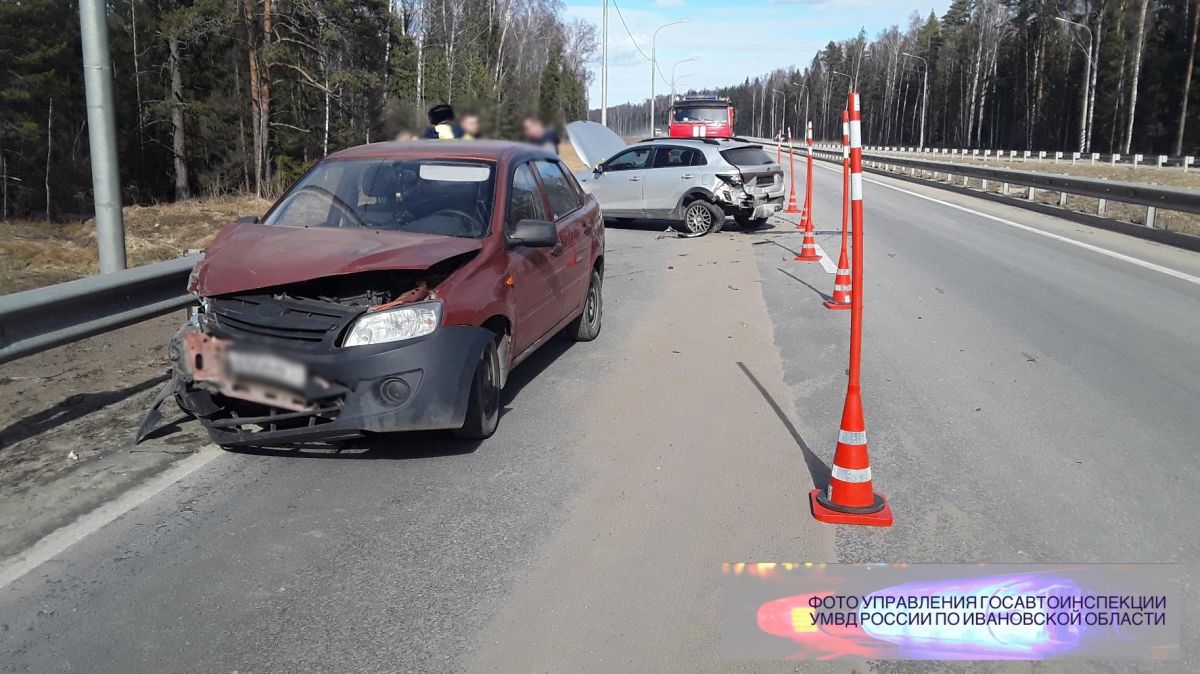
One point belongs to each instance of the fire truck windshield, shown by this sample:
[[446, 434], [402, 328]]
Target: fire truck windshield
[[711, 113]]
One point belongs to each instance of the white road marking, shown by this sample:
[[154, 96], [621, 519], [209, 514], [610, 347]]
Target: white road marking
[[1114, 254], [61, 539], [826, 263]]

== == ==

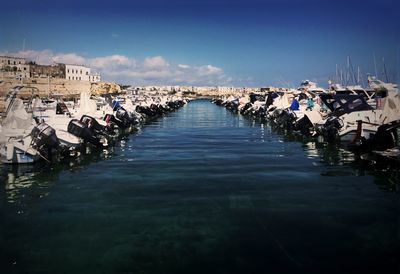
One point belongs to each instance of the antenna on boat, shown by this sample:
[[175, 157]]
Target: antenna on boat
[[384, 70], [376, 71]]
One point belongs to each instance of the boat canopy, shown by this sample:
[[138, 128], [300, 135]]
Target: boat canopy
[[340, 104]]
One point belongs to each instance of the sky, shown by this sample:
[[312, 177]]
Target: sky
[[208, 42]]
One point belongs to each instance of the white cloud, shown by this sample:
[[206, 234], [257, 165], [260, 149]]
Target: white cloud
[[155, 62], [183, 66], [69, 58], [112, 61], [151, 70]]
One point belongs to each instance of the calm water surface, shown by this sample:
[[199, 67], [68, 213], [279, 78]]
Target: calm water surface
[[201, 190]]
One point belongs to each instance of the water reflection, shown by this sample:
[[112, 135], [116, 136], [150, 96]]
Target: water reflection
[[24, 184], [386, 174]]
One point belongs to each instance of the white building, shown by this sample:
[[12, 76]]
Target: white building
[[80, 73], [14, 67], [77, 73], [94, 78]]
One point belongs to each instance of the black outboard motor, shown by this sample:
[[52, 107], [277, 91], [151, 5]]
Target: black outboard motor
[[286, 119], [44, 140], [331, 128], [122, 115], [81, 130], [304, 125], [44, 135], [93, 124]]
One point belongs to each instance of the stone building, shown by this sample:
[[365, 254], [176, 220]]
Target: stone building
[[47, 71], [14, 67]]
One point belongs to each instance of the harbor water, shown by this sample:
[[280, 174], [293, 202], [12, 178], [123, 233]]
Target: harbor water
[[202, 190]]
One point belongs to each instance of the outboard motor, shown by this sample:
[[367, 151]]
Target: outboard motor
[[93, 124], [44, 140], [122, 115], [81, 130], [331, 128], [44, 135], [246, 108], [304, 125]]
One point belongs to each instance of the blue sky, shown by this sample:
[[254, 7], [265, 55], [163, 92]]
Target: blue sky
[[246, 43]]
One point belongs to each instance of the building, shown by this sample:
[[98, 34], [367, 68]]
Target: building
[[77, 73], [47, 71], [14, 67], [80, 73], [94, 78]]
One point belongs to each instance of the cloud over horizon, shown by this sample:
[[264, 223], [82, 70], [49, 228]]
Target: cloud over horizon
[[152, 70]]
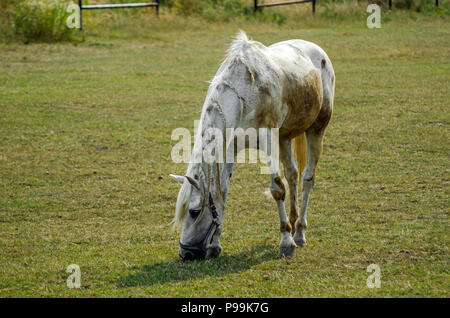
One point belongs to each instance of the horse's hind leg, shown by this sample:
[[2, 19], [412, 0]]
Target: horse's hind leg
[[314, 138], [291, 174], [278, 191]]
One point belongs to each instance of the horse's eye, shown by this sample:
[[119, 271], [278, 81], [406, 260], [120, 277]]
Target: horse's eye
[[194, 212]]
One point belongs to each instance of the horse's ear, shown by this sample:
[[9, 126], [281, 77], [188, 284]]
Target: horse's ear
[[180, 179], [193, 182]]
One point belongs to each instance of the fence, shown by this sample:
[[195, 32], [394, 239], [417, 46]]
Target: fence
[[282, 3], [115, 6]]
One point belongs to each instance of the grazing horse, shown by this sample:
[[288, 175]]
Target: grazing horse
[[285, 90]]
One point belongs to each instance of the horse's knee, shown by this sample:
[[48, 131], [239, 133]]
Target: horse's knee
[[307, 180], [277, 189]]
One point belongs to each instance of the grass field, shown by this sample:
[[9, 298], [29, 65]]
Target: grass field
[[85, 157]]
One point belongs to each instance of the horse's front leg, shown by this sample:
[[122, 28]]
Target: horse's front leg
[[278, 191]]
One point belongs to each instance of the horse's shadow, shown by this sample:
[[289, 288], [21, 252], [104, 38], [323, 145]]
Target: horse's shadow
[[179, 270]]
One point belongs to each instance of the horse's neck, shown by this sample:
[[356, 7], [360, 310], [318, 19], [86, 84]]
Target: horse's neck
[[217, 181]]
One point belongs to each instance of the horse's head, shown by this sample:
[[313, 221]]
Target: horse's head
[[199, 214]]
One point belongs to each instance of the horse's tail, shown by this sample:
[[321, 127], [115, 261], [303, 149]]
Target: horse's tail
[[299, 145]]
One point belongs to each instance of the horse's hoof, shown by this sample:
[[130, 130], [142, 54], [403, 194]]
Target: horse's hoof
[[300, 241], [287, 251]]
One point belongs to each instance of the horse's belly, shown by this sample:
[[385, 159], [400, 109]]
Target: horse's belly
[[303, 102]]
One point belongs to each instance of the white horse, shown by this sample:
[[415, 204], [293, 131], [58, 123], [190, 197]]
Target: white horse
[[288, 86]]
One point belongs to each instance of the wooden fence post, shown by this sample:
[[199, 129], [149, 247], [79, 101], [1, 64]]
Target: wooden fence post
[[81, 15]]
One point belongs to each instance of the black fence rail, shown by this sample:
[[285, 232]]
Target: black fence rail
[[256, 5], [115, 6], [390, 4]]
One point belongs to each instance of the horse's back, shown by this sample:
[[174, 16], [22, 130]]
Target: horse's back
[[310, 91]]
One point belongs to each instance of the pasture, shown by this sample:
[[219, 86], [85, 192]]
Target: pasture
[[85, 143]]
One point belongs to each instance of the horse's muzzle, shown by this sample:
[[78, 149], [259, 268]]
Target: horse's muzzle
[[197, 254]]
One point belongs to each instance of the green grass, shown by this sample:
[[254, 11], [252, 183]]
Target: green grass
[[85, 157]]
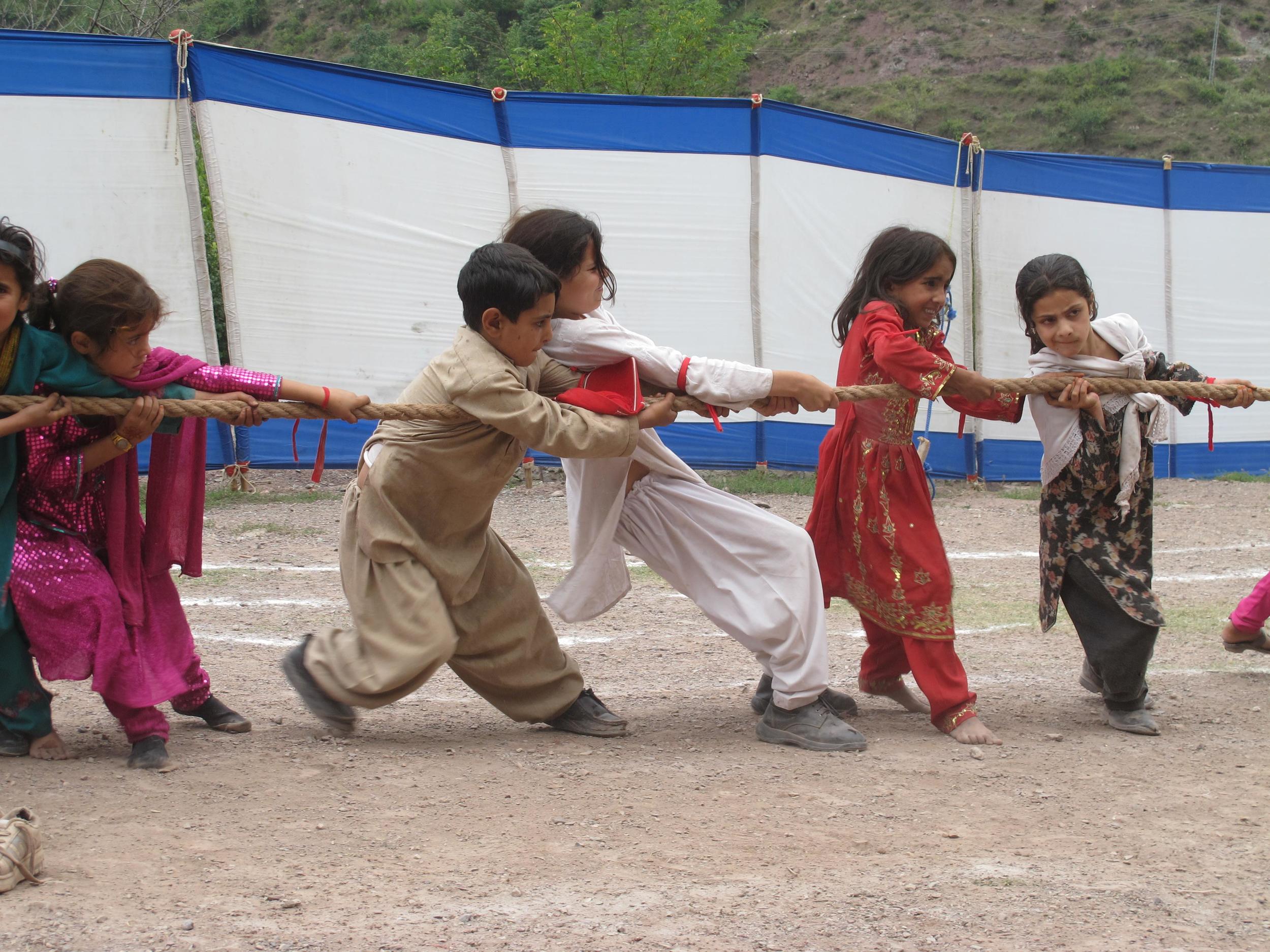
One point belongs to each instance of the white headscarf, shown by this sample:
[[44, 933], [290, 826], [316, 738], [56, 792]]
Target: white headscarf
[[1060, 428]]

== == ==

[Work to complete]
In the entries above, find the line containing "[[365, 254], [176, 220]]" and the line containing "One point belongs to each instance of the horse's shadow, shown"; give again exactly those two lines and every line between them, minus the pictures.

[Answer below]
[[365, 254], [176, 220]]
Target: stone building
[[47, 71], [14, 67]]
One point belongs to each instance of the harbor water, shown by this sample:
[[280, 174], [293, 202], [12, 178], [123, 233]]
Target: harbor water
[[202, 190]]
One point belongs to each instance of the outboard motor, shown by this sample:
[[367, 151]]
Target: outboard motor
[[93, 124], [44, 140], [122, 115], [81, 130], [331, 128], [44, 135], [246, 108], [304, 125]]
One point belongs to each instance of the blue sky, shown by this sample:
[[254, 7], [265, 55], [163, 92]]
Target: blue sky
[[246, 43]]
One point belongs to each instance of the building, shown by this sample:
[[98, 34], [367, 68]]
Target: building
[[77, 73], [47, 71], [14, 67], [80, 73], [94, 78]]
One point belongs to each instance of the cloud over horizon, shown by this sample:
[[264, 223], [82, 70], [49, 228]]
Target: cloud over horizon
[[152, 70]]
One point belongs to each instance of the horse's hind leg, shown by this sample:
[[2, 19], [412, 0]]
Target: horse's hind leg
[[314, 138], [291, 174], [278, 191]]
One point belongs to each instance of the horse's eye, shown by this sample:
[[119, 271], [278, 81], [406, 260], [120, 277]]
Target: horse's eye
[[194, 212]]
One point belongs to each instance of the horse's ear, shown by this sample:
[[9, 126], [281, 77], [188, 284]]
Target: horse's ear
[[180, 179], [193, 182]]
One point belongs to each instance of the fence, shown by this sample:
[[195, 32], [394, 239], [417, 46]]
Target: fence
[[282, 3], [115, 6]]
One point belongs to each instance of the grazing horse, shown by this sample:
[[288, 175]]
Target: grazing horse
[[285, 90]]
One point belongs to each instance of the horse's knee, shown by this sample:
[[48, 131], [239, 133]]
Target: horse's knee
[[307, 180], [277, 189]]
One point belongs to each instance of the grass field, shown by this sample:
[[9, 298], [29, 65]]
Target: grass field
[[85, 157]]
One point belongs to each instance of the horse's front leg, shown by this sample:
[[122, 28]]
Target: horse's front leg
[[278, 191]]
One point belongs to each instance of the horse's shadow, shown by this sample:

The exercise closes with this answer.